THE BOOK--Playing The Percentages In Baseball

Very nicely laid out.

This reminds me a lot of the old “How Runs are Really Created” article.

Studes: right, nothing much new here for the regulars.

That’s a very nice summary you’ve written.  But a small nit to pick with the last sentence: considering the run environment is necessary accounting, but it says nothing one way or the other about whether linear weights work.

Linearity working (or not working) is due to the accuracy (or inaccuracy) of using average run values for the base/out situations.  If using average run values leads to accurate estimates, then linear weights is working.  If using average run values leads to inaccurate estimates --- imagine a game with modified rules where having Matt Holliday and Albert Pujols together creates much more value than the sum of their individual contributions --- then linear weights is not working.  Even if the accounting is tight.

Ben, I don’t disagree with you.  I guess if I point people to The Book to read Chapter 1, then we can see how the delta in the run expectancy of the 24 base/out states works, and therefore leads to Linear Weights.  This was really more for people who didn’t read The Book.

*SUPPLIED ENTRIES:*
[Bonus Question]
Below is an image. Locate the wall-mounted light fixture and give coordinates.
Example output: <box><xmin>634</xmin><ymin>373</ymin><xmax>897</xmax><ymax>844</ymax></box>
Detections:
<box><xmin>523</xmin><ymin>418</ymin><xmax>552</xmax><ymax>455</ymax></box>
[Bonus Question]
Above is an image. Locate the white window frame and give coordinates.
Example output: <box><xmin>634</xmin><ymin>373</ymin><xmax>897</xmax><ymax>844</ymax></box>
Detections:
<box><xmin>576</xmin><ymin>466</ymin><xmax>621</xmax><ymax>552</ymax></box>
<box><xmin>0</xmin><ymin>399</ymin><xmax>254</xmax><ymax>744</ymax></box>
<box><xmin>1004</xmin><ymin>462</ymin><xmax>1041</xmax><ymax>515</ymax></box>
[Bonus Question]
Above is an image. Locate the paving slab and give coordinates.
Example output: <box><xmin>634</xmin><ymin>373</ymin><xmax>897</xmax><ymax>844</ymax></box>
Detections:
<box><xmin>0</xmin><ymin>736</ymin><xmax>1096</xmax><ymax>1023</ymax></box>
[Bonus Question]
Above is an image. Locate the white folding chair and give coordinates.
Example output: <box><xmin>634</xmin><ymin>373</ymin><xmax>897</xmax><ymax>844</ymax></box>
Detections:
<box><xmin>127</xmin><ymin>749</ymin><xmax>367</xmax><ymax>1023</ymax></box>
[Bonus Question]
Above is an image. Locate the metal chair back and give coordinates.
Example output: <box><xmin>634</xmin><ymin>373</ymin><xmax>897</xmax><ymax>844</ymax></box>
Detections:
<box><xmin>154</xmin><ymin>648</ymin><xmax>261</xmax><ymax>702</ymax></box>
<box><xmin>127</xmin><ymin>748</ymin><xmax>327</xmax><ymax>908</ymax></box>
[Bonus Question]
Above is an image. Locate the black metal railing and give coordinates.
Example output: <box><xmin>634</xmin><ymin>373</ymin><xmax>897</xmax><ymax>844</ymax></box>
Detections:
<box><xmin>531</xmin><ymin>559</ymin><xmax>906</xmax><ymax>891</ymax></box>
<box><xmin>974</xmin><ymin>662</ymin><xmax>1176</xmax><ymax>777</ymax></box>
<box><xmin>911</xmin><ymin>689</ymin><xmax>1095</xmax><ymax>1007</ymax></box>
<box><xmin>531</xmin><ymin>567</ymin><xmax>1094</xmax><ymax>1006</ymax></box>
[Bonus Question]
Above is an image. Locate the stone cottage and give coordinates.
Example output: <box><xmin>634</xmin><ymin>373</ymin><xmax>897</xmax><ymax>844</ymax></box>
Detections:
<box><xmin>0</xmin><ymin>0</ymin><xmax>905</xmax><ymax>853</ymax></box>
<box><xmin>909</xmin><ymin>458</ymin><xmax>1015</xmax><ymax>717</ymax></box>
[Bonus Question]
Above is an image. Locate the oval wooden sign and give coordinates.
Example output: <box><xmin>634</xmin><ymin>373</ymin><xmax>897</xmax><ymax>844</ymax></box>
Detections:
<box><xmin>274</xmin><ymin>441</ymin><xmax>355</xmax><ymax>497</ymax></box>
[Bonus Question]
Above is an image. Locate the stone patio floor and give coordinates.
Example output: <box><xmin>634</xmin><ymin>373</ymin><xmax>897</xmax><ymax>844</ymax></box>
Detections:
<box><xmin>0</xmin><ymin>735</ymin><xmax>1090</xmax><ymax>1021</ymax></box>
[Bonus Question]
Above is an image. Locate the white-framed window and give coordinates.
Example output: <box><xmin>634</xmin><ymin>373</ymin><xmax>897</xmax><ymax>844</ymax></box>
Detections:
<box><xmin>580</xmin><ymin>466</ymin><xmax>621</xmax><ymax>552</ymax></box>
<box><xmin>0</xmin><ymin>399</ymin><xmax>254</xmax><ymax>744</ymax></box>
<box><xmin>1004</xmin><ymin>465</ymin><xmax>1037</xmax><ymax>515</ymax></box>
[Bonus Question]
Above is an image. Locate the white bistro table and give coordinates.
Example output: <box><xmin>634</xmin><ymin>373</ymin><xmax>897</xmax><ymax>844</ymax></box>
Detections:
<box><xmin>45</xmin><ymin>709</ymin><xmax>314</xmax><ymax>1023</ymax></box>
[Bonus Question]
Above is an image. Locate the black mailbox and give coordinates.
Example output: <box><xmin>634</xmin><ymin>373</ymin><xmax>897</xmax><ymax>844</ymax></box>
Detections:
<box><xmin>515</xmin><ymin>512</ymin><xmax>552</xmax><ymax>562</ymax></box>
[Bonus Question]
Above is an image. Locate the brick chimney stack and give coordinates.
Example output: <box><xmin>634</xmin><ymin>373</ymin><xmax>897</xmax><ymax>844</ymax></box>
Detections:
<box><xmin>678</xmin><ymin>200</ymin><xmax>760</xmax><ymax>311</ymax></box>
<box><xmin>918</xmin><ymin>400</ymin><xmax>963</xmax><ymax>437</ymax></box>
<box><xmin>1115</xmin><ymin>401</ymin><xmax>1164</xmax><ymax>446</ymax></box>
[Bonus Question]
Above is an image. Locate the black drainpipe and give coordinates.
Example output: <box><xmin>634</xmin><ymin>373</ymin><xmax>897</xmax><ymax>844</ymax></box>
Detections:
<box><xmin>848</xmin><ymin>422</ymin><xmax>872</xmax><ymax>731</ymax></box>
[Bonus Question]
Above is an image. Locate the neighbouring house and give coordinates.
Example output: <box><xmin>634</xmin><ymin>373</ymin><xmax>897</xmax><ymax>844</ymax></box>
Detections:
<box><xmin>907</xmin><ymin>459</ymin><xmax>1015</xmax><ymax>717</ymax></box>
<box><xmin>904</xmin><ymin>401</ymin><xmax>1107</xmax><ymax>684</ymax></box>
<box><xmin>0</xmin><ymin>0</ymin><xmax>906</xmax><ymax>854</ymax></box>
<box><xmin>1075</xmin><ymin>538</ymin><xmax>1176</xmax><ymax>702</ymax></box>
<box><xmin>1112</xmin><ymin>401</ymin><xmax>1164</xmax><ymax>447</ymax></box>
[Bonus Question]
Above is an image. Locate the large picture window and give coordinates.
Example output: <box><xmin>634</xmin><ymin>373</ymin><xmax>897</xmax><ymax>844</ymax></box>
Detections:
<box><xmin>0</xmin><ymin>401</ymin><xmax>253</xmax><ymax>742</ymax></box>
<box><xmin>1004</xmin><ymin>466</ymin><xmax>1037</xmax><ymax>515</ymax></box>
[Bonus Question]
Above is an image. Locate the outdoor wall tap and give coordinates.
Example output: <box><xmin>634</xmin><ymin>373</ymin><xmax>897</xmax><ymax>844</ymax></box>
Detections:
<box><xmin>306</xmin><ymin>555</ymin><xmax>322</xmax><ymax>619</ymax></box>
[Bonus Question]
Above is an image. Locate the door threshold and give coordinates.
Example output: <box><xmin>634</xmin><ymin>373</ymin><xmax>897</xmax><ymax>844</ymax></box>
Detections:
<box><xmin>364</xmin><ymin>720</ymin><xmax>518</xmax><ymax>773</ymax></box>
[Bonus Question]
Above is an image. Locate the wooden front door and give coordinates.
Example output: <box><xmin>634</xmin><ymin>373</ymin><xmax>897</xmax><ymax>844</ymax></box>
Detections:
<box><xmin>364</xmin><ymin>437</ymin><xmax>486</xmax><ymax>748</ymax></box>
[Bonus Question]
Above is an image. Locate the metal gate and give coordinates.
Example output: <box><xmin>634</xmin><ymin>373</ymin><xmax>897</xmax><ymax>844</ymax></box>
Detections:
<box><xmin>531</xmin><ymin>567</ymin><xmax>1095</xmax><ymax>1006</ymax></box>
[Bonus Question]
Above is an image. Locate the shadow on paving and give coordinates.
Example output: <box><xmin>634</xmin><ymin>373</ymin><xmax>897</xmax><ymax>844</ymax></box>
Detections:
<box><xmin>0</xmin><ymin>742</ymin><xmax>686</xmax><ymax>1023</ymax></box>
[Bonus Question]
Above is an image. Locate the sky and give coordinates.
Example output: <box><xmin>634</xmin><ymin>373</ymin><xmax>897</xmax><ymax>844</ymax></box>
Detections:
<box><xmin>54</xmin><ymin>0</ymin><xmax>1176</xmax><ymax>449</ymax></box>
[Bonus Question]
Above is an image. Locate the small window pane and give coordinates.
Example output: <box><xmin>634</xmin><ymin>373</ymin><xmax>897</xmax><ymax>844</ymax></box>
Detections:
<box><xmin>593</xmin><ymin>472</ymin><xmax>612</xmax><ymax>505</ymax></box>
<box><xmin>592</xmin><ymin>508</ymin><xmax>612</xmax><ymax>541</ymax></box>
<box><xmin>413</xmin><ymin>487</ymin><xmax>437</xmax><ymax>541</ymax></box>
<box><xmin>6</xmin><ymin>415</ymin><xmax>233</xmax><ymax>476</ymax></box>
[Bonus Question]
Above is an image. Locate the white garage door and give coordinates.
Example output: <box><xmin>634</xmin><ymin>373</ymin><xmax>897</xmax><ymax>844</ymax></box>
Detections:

*YOUR TASK:* Repeat the forum thread from "That’s a very" to "accounting is tight.", substituting "bookkeeping" for "accounting" throughout.

*EXERCISE OUTPUT:*
That’s a very nice summary you’ve written.  But a small nit to pick with the last sentence: considering the run environment is necessary bookkeeping, but it says nothing one way or the other about whether linear weights work.

Linearity working (or not working) is due to the accuracy (or inaccuracy) of using average run values for the base/out situations.  If using average run values leads to accurate estimates, then linear weights is working.  If using average run values leads to inaccurate estimates --- imagine a game with modified rules where having Matt Holliday and Albert Pujols together creates much more value than the sum of their individual contributions --- then linear weights is not working.  Even if the bookkeeping is tight.